▶ **Source**
########################################
- The Haunted Tank as depicted in G.I. Combat #114 (November 1965). Art by Russ Heath.

Publication information
- Publisher: DC Comics/Vertigo
- First comic appearance: G.I. Combat #87 (May 1961)
- Created by: Robert Kanigher Russ Heath

In-story information
- Team affiliations: Team 13

= Haunted Tank =

Fictional DC comics feature

The Haunted Tank is a comic book feature that appeared in the DC Comics anthology war title G.I. Combat from 1961 through 1987.

==Publication history==
The Haunted Tank was created by writer and editor Robert Kanigher and artist Russ Heath in G.I. Combat #87 (May 1961). The feature centers on the ghost of 19th-century Confederate general J. E. B. Stuart, who is sent by the spirit of Alexander the Great to act as a guardian over his two namesakes, Lieutenant Jeb Stuart (named Jeb Stuart Smith in the early stories, eventually shortened to Jeb Stuart) and the M3 Stuart he commands.

The Haunted Tank was often the cover feature of G.I. Combat and was second only to Sgt. Rock as DC Comics' longest-running war series.

==Fictional character biography==
An origin story in G.I. Combat #114 reveals that, at the time of the ghost's arrival, Jeb is a sergeant in the United States Army who commands an M3 Stuart tank fighting with the Allies in the North African Campaign. Jeb is a "Northerner" who met his crew at the Fort Nelson Tank Training Center in the South. Initially, the crew is upset that Jeb has the same name as the Confederate General Jeb Stuart and they demand that the Northerner change his name. After showing his quality by fighting all the men individually, the crew decide he has "earned" the name. The original crew consists of Jeb as tank commander; Arch Asher, loader; Rick Rawlins, gunner; and Slim Stryker, driver.

General Stuart's ghost does not initially care for his assignment, but is impressed with the fighting spirit of Jeb and his crew. Jeb flies a Confederate rather than a Union flag on his "haunted" tank. Jeb, however, is the only one who can see or hear the General. His crew thinks he is crazy, but continue to follow his leadership as he has solid tactical expertise (brought about through his consultations with the General, who usually gives him cryptic hints of future events) and rarely fails in his missions.

As the Haunted Tank fights from Africa to the European Theater of Operations, the crew goes through several M3 tanks. When their latest M3 is destroyed, the crew scavenge spare parts and wreckage from a "tank graveyard" to build themselves a new tank, known as the "Jigsaw Tank", which serves them from that point. This tank has a modified Russian T-34 hull, a Christie suspension system and a Russian Y2 12-cylinder diesel engine of 500 H.P. The nearly 15-foot track gives this rolling jigsaw puzzle excellent traction and it is capable of speeds up to 21 m.p.h.
########################################
▶ **Recorded data**
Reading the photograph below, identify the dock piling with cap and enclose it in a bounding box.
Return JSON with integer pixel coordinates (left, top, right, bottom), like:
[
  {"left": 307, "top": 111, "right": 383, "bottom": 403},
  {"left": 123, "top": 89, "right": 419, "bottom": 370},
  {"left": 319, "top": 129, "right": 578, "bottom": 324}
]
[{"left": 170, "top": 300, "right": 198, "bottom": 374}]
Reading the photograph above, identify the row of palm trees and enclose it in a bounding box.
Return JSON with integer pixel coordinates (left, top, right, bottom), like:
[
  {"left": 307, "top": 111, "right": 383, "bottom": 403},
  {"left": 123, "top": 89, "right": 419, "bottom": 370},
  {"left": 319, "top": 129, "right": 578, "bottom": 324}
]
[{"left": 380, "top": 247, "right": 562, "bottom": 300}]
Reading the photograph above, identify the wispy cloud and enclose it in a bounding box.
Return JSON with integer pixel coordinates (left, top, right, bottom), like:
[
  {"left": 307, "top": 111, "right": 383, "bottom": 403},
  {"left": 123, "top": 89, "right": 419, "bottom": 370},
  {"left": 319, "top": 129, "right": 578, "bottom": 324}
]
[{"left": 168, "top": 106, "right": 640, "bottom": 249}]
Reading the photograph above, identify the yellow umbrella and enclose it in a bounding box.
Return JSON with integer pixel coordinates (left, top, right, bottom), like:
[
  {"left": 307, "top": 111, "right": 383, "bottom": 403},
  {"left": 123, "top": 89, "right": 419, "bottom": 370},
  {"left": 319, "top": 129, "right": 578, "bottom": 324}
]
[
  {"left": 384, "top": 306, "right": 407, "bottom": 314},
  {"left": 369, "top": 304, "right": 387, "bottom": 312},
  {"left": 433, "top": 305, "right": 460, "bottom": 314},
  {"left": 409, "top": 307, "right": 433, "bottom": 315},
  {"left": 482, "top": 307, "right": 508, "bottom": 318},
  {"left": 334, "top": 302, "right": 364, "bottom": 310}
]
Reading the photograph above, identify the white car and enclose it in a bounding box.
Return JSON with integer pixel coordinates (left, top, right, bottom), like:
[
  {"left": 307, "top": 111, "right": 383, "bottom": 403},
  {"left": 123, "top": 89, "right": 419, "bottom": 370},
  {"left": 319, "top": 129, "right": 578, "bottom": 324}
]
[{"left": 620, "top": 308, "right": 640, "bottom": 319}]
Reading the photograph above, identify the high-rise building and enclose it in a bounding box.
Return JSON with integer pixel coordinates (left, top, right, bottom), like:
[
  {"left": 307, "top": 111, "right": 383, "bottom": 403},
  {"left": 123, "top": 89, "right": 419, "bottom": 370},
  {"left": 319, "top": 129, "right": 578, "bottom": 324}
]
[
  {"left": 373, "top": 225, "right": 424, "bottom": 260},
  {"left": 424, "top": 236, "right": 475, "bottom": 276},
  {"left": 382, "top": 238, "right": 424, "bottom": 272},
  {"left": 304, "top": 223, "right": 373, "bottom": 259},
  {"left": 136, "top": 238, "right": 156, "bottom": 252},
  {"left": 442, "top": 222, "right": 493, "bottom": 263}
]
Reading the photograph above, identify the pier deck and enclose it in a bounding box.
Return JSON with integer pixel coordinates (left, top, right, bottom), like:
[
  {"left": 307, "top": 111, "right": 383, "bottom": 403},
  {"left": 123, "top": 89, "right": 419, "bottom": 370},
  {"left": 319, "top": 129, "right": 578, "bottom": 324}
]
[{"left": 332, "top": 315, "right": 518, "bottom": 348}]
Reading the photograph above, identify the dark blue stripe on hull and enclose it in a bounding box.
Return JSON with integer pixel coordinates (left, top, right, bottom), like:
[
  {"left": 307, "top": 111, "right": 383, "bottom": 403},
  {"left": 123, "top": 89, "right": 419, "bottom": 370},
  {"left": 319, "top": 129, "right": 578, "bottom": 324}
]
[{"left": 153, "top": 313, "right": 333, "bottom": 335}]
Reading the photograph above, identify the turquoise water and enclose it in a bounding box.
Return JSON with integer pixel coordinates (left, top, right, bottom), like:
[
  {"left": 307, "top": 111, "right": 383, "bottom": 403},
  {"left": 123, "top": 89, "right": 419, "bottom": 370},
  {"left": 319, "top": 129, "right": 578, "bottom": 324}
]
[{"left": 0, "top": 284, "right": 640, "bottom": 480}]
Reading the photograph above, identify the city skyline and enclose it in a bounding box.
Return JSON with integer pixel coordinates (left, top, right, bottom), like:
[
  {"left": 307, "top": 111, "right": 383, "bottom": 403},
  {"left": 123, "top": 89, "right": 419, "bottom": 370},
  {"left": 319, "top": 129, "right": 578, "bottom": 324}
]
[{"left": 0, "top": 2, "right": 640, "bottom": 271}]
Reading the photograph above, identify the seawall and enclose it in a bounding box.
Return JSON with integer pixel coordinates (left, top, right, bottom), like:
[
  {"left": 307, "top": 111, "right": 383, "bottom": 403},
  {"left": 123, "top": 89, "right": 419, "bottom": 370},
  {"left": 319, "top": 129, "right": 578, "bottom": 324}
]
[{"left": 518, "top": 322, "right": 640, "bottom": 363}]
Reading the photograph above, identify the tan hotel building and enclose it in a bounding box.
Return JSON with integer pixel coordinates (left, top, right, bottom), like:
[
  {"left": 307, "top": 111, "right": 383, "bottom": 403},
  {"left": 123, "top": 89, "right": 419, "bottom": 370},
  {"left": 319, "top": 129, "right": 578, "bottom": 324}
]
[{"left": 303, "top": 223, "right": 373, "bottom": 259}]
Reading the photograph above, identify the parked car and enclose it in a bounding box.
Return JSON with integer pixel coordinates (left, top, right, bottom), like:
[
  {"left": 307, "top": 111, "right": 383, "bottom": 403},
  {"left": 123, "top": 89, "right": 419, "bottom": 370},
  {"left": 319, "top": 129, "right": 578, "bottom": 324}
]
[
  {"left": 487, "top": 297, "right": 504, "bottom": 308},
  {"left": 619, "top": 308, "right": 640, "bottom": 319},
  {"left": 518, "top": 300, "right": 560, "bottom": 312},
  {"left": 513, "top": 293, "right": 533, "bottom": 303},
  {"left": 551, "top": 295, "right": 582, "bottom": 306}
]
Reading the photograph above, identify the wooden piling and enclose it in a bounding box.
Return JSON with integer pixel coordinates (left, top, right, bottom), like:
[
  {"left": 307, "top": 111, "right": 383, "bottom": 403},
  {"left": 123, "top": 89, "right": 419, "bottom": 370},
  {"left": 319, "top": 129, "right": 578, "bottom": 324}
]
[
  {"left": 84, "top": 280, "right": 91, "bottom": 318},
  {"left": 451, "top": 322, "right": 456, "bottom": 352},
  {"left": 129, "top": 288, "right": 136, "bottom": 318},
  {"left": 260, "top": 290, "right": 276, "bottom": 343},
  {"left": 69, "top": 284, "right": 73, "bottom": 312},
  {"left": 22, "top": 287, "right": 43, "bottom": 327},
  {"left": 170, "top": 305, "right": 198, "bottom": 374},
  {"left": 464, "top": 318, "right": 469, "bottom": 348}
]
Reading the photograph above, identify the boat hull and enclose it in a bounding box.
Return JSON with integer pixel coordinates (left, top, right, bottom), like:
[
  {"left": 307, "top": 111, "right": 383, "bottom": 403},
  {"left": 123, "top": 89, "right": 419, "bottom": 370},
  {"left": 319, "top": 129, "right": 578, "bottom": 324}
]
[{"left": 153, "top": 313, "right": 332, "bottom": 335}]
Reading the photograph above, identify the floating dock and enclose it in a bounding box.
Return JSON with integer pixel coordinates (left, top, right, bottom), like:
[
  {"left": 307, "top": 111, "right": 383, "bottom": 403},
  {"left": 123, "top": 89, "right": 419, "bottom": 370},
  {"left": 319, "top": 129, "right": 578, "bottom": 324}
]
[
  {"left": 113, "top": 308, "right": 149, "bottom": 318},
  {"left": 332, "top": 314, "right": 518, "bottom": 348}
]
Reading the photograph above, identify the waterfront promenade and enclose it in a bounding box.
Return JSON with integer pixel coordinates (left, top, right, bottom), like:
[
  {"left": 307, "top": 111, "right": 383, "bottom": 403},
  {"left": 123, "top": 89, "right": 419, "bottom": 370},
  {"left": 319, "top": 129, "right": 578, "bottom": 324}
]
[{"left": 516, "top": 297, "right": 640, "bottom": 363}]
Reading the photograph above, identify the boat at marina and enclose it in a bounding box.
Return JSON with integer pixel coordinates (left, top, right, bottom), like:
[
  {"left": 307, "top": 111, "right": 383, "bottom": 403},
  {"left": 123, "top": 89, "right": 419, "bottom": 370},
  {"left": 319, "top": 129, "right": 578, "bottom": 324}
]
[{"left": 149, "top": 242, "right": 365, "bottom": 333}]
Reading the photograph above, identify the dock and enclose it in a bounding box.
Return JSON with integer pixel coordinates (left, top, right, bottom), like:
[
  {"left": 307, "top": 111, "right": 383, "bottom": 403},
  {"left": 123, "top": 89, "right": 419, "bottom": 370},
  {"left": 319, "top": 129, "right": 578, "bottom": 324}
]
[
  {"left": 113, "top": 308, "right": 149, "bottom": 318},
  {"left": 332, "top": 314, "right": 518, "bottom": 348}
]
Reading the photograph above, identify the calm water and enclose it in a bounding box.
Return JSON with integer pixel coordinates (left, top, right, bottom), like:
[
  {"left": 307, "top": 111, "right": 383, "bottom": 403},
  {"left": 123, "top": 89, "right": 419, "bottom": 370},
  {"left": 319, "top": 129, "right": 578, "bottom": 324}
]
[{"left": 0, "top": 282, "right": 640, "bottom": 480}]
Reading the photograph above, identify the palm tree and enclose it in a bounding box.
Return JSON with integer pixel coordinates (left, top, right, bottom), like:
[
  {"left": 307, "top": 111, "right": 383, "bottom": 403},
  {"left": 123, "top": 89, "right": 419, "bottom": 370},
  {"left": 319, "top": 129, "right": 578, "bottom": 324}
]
########################################
▶ **Challenges**
1. In the Haunted Tank text, take the stretch from "The Haunted Tank is" through "longest-running war series." and write it out again, swapping "cover feature" for "lead feature".
2. Based on the Haunted Tank text, answer yes or no to each statement and quote the deciding words: (a) Slim Stryker was the driver in the original crew. (b) Everyone in Jeb's crew can see and hear the General. (c) The Jigsaw Tank runs on a gasoline engine.

▶ **Outputs for the tasks**
1.
The Haunted Tank is a comic book feature that appeared in the DC Comics anthology war title G.I. Combat from 1961 through 1987.

==Publication history==
The Haunted Tank was created by writer and editor Robert Kanigher and artist Russ Heath in G.I. Combat #87 (May 1961). The feature centers on the ghost of 19th-century Confederate general J. E. B. Stuart, who is sent by the spirit of Alexander the Great to act as a guardian over his two namesakes, Lieutenant Jeb Stuart (named Jeb Stuart Smith in the early stories, eventually shortened to Jeb Stuart) and the M3 Stuart he commands.

The Haunted Tank was often the lead feature of G.I. Combat and was second only to Sgt. Rock as DC Comics' longest-running war series.

2.
(a) Yes: "Slim Stryker, driver"
(b) No: "Jeb, however, is the only one who can see or hear the General."
(c) No: "a Russian Y2 12-cylinder diesel engine of 500 H.P."